Stated exercise: Please format the lines of the records below as a JSON list of strings, one string per line and no blank lines. Start at the line with "Could you point at the bald" and continue through the last line of the records, both included.

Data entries
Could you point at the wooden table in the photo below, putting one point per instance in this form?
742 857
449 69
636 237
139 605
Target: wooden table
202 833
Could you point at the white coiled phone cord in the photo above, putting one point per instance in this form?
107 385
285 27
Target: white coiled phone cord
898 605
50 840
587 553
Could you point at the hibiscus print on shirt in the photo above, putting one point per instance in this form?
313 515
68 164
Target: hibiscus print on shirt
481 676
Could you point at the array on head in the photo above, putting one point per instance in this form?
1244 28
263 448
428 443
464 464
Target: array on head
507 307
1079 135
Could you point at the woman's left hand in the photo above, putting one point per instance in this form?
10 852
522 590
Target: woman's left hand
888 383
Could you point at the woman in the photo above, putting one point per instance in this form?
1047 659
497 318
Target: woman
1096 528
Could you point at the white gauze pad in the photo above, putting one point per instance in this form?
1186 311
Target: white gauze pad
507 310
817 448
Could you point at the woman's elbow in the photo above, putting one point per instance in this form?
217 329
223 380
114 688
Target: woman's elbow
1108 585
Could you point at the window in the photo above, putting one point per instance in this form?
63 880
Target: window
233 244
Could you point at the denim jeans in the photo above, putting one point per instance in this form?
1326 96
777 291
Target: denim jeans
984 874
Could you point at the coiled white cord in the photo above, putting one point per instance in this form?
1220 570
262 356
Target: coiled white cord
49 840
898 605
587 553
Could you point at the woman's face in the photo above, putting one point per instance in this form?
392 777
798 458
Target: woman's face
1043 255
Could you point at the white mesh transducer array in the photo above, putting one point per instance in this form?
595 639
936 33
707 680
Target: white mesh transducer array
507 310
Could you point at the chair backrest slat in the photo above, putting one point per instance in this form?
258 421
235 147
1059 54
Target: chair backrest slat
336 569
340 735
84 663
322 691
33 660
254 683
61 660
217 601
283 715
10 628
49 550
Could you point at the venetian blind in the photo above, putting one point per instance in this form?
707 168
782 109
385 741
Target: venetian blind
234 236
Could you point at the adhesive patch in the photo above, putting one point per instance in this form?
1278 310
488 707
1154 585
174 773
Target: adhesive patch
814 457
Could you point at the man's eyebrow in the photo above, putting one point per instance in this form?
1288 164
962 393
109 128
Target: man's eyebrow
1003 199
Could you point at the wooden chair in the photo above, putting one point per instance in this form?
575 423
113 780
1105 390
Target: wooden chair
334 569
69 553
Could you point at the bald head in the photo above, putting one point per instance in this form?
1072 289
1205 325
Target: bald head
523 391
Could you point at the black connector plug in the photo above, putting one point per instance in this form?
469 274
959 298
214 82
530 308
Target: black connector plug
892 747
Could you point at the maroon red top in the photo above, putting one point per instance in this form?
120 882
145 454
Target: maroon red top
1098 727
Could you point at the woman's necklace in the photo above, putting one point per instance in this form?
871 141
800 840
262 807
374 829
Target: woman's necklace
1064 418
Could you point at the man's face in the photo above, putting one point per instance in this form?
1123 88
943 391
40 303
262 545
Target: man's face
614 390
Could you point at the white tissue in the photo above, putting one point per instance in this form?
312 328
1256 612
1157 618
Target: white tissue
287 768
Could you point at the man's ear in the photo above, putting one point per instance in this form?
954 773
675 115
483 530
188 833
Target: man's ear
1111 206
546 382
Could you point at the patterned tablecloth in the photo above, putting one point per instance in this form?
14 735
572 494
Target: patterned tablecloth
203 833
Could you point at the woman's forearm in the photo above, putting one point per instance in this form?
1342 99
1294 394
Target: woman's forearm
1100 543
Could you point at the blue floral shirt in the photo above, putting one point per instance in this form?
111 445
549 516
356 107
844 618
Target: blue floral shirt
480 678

Full output:
[
  "Could you point at the bald head in the photo above, putting one point per instance in this form?",
  "1072 289",
  "1205 325",
  "Target: bald head",
  "523 391",
  "Could you point at the black connector plug in the photo above, putting one point per instance in this form?",
  "469 274",
  "959 298",
  "214 82",
  "530 308",
  "Target: black connector plug",
  "892 747",
  "Could you point at the maroon red top in the photo above, putting one point per instance in this form?",
  "120 882",
  "145 454",
  "Target: maroon red top",
  "1098 727",
  "Could you point at the woman's necklace in the photo above, putting one point per instance in this form?",
  "871 141",
  "800 840",
  "262 807",
  "374 829",
  "Target: woman's necklace",
  "1064 418",
  "Could you point at the man's face in the photo above, putting one point per instance in this form?",
  "1123 88",
  "943 391",
  "40 303",
  "262 545",
  "Target: man's face",
  "614 390",
  "Could you point at the white tissue in the photo above, putting one point per instance in this form?",
  "312 328",
  "1256 612",
  "1157 618",
  "Target: white tissue",
  "287 768",
  "Could you point at the man's ear in the photo above, putting one point per instance in this form?",
  "954 773",
  "675 115",
  "483 530",
  "188 833",
  "Target: man's ear",
  "1111 206",
  "546 382",
  "Could you point at the patterned tablecloth in the photo above, putting one point per instance in this form?",
  "14 735",
  "572 494",
  "Target: patterned tablecloth",
  "203 833",
  "Could you point at the woman's forearm in the photo above, putting one point per instance in this form?",
  "1342 99",
  "1294 394",
  "Target: woman's forearm",
  "1100 543",
  "Could you point at the blue floral shirt in the photo above, putting one point per instance in this form?",
  "111 445",
  "549 516",
  "356 107",
  "844 618",
  "Target: blue floral shirt",
  "480 678"
]